§ Quoted passage
Activism and honors 
In 2018, Bosworth was included in People magazine's list of 25 Women Changing the World. In late 2018, she and husband Michael Polish debuted their privately funded film Nona, which focuses on the issues of human trafficking. She works closely with CAST, the Coalition to Abolish Slavery and Trafficking.

In 2018, Bosworth and Polish opened the Montana Institute of the Arts, a summer school for filmmaking students.

Personal life 
Bosworth was accepted to Princeton University in late 2000, but because of continual deferral of her attendance, her acceptance was revoked. She is a member of the Appalachia Service Project.

She had a relationship with actor Orlando Bloom from 2002 to 2005.

§ Parts of the exercise
A: Repeat everything from "Activism and honors" down to "Appalachia Service Project." in the passage about Bosworth's activism and personal life.
B: Continue the passage about Bosworth's activism and personal life from where it stops.

§ Data
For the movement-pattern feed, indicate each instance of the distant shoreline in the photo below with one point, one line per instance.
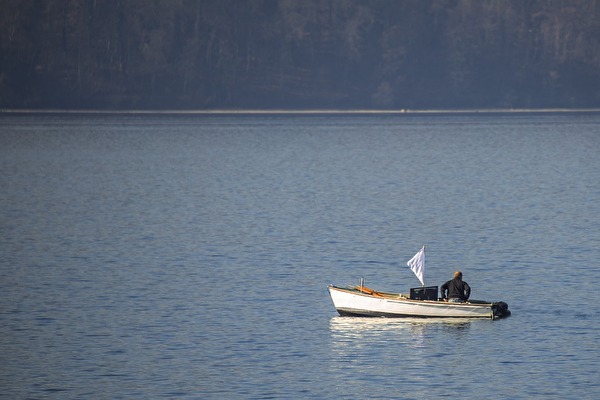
(303, 112)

§ Answers to the exercise
A:
Activism and honors 
In 2018, Bosworth was included in People magazine's list of 25 Women Changing the World. In late 2018, she and husband Michael Polish debuted their privately funded film Nona, which focuses on the issues of human trafficking. She works closely with CAST, the Coalition to Abolish Slavery and Trafficking.

In 2018, Bosworth and Polish opened the Montana Institute of the Arts, a summer school for filmmaking students.

Personal life 
Bosworth was accepted to Princeton University in late 2000, but because of continual deferral of her attendance, her acceptance was revoked. She is a member of the Appalachia Service Project.

B:
In mid-2011, she began dating American director Michael Polish, whom she met earlier that year when he directed her in Big Sur. They announced their engagement in August 2012, and married on August 31, 2013, in Philipsburg, Montana. In August 2021 she announced her separation from Polish. Bosworth is the stepmother to Jasper, Polish's daughter from a previous marriage, whom Bosworth said was “hands-down the greatest unexpected gift of her life”.

She is a member of Soka Gakkai International, an organization of Nichiren Buddhism and Mahayana Buddhism. She enjoys running and Pilates, and practices meditation.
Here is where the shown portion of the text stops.